Data entries
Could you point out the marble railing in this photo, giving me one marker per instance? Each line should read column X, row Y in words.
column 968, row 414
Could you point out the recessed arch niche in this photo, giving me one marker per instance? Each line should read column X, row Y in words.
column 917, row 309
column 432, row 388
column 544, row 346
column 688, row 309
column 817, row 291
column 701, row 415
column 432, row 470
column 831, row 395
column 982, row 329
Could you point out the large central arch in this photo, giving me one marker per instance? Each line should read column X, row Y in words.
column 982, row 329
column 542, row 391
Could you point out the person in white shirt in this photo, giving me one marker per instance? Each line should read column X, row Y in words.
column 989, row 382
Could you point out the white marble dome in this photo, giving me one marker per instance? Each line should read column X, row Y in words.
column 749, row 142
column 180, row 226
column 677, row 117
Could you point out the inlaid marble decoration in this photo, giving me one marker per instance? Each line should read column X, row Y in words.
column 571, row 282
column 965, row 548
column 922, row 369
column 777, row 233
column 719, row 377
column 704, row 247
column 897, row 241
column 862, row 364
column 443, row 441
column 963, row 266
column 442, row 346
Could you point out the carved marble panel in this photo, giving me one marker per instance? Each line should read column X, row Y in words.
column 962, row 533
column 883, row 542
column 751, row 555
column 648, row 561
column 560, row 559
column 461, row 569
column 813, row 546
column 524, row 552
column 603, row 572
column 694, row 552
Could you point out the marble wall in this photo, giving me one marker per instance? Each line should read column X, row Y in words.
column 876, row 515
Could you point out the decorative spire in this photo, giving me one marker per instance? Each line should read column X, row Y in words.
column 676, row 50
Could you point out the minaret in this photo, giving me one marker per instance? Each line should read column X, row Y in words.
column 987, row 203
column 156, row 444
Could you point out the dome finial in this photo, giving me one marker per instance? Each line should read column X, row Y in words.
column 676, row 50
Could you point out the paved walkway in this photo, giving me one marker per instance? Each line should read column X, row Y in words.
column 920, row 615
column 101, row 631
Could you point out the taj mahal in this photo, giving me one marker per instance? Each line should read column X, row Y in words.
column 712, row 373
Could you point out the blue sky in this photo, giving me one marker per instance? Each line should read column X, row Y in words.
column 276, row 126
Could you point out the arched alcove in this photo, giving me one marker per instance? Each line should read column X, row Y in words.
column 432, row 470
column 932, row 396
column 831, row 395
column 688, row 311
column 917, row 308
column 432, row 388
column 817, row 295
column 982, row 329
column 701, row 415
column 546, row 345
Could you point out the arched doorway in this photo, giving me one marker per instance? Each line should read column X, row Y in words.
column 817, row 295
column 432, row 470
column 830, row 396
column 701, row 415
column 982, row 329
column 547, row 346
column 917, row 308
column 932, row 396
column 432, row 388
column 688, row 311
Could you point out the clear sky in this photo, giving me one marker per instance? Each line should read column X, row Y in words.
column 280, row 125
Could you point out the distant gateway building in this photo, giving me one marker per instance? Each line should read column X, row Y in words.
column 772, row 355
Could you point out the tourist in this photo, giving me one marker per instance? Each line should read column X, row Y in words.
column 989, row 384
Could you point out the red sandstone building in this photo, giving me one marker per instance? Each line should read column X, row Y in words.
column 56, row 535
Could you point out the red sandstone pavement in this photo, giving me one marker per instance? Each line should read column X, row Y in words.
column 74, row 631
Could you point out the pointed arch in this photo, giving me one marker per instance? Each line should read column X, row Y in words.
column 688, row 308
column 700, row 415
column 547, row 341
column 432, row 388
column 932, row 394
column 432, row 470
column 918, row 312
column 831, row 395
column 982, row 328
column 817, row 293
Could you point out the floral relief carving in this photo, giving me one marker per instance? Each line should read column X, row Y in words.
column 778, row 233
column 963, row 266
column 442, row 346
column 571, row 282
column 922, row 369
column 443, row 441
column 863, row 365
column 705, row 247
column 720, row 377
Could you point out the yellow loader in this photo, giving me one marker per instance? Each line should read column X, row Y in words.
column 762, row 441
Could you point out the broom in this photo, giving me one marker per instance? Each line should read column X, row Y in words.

→ **The problem**: Format the data entries above as a JSON list of strings, with each line as one string and blank lines omitted.

→ **Full solution**:
[
  "Could you point out the marble railing in this photo, giving me one marker per instance? Each line should read column X, row Y in words.",
  "column 968, row 414",
  "Could you point out the recessed arch niche in this photo, giving me one marker per instance? Each line should read column X, row Y in words.",
  "column 917, row 309",
  "column 432, row 388",
  "column 544, row 346",
  "column 688, row 309",
  "column 817, row 291",
  "column 701, row 415",
  "column 432, row 470",
  "column 831, row 395",
  "column 982, row 329",
  "Could you point out the large central arch in this photo, giving me one marker per instance? Each line should read column X, row Y in words.",
  "column 982, row 329",
  "column 542, row 391",
  "Could you point out the person in white shirt in this photo, giving me one marker per instance? Each line should read column X, row Y in words.",
  "column 989, row 382",
  "Could you point out the white marble dome in this photo, giving me one marker per instance? Each line should read column X, row Y in words.",
  "column 749, row 142",
  "column 180, row 226",
  "column 677, row 117",
  "Could you point out the inlaid marble decoration in this photo, giving me one marker per instance? Each line should read column X, row Y in words.",
  "column 571, row 282",
  "column 965, row 548",
  "column 922, row 369",
  "column 777, row 233",
  "column 719, row 377",
  "column 704, row 247",
  "column 897, row 241",
  "column 862, row 364",
  "column 443, row 441",
  "column 963, row 266",
  "column 442, row 346",
  "Could you point out the carved marble panel in this photo, giving me one marker per instance? Each line should read column X, row Y in words.",
  "column 962, row 533",
  "column 883, row 542",
  "column 751, row 555",
  "column 648, row 561",
  "column 560, row 559",
  "column 461, row 569",
  "column 813, row 546",
  "column 524, row 552",
  "column 603, row 572",
  "column 694, row 552",
  "Could you point out the marble wall in this photo, giving me one marker per instance? Each line should read column X, row Y in words.",
  "column 876, row 515",
  "Could you point out the decorative spire in this photo, giving me one marker per instance? Each line should read column X, row Y in words.",
  "column 676, row 50",
  "Could you point out the minaret in this photo, giving me one marker per instance? Each line should read column X, row Y in words.",
  "column 987, row 203",
  "column 156, row 444",
  "Could you point out the dome finial in this photo, giving me one marker per instance? Each line should read column X, row Y in words.",
  "column 676, row 50",
  "Could you point out the paved walkway in this photo, giving me one marker per instance? Each line should read column X, row Y in words.",
  "column 920, row 615",
  "column 101, row 631",
  "Could you point out the taj mahal in this photo, giving me one marker per instance? Each line should read column X, row Y in words.",
  "column 712, row 373",
  "Could you point out the blue sky in this photo, giving me one marker per instance? Each line should read column X, row Y in words.",
  "column 276, row 126",
  "Could you point out the arched alcove in this photo, giving me one marker per instance? Each line should read column X, row Y in words.",
  "column 432, row 470",
  "column 932, row 396",
  "column 831, row 395",
  "column 688, row 311",
  "column 917, row 308",
  "column 432, row 388",
  "column 817, row 295",
  "column 982, row 329",
  "column 701, row 415",
  "column 546, row 345",
  "Could you point out the arched doorway in this photo, giving me one marker per instance? Each line should read column X, row Y in words.",
  "column 817, row 295",
  "column 432, row 470",
  "column 830, row 396",
  "column 701, row 415",
  "column 982, row 329",
  "column 547, row 346",
  "column 917, row 308",
  "column 932, row 396",
  "column 432, row 388",
  "column 688, row 311",
  "Could you point out the clear sky in this photo, giving me one marker per instance? Each line should read column X, row Y in words.",
  "column 280, row 125",
  "Could you point out the distant gateway building in this photo, giving me one marker per instance? Each line should read column X, row Y in words.",
  "column 772, row 355",
  "Could you point out the tourist in this photo, giving me one marker per instance? Each line should read column X, row Y in words.",
  "column 989, row 384",
  "Could you point out the red sandstone building in this photo, giving me one marker per instance? Each line should read column X, row Y in words.",
  "column 56, row 535",
  "Could you point out the red sandstone pavement in this photo, giving me one marker per instance? Each line should read column X, row Y in words.",
  "column 74, row 631",
  "Could you point out the pointed arch in this photo, giving me one marker per instance? Each line should read column X, row Y in words.",
  "column 688, row 308",
  "column 700, row 415",
  "column 547, row 341",
  "column 432, row 388",
  "column 932, row 394",
  "column 432, row 470",
  "column 918, row 312",
  "column 831, row 395",
  "column 982, row 328",
  "column 817, row 293",
  "Could you point out the floral relief carving in this photo, giving me one marker per instance? Each line should read column X, row Y in words.",
  "column 778, row 233",
  "column 963, row 266",
  "column 442, row 346",
  "column 571, row 282",
  "column 922, row 369",
  "column 443, row 441",
  "column 863, row 365",
  "column 705, row 247",
  "column 720, row 377",
  "Could you point out the yellow loader in this photo, giving me one marker per instance? Each line should read column X, row Y in words.",
  "column 762, row 441",
  "Could you point out the broom in this photo, giving me one marker per instance? Each line should read column X, row Y in words."
]